SUPPLIED TEXT -
-- -- --

#ubuntu-ports 2005-10-24
* neuro|laptop makes squeaky noises and wonders if his tiny ultra stack would be useful for the porting cause 
<fabbione> hey neuro
<fabbione> what kind of hw is that?
<neuro|laptop> coupla ultra 5s and 1 or 2 ultra 1s
<neuro|laptop> just wondering if they'd be useful remotely
<fabbione> neuro|laptop: not as buildd.. they are too slow, if they have console we can use them as test install machines
<neuro|laptop> okie
<fabbione> or you can install and report :)
<fabbione> but it's nice you want to help
<fabbione> thanks
* fabbione needs to go offline
<fabbione> later
<shinmen> I have an Ultra80 with 3 procs if that could bring joy to the party.
<fabbione> shinmen: same as neuro|laptop :) can we use it for test installs? or do you want to run test installs?
<fabbione> i really must go now
<fabbione> later
<shinmen> fabbione, Shure, just let me know what do you want to test and I'll do it.
<shinmen> BTW, any TODO list for sparc... I've been kinda idle here at work, so I have a bit of time to help arround.
<fabbione> shinmen: install party :) there is X autoconfig that needs to be worked out on sparc
<shinmen> fabbione, Ok, first of all... I looked at, but didn't follow the steps on the installguide for warty, but for breezy I just grabbed the already there debian sarge and apt-get dist-upgraded it. Is there some other way?
<shinmen> fabbione, Is there a web page on ubuntu sparc info (other than the repository at sparc.ubuntu)
<fabbione> you went all the wrong way :)
<fabbione> there is no warty for sparc
<fabbione> only breezy
<fabbione> in the announce i explained how to install it
<fabbione> there is netinstall either via tftpboot or miniso
<fabbione> upgrades from sarge are tricky if you don't know how to use apt pinning
<fabbione> also.. the installer works
<fabbione> and only via the installer you get to test X autoconfig for real
<shinmen> I'll take a hard drive home tonight to test it.

-- -- --

DATA SECTION -
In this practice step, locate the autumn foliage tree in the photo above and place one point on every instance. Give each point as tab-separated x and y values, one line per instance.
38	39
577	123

-- -- --

WORK INSTRUCTIONS - Which Sun Ultra machine models do the participants in the #ubuntu-ports chat log offer for the porting work?

RESULT OF THIS EXERCISE - Ultra 5, Ultra 1, and Ultra80.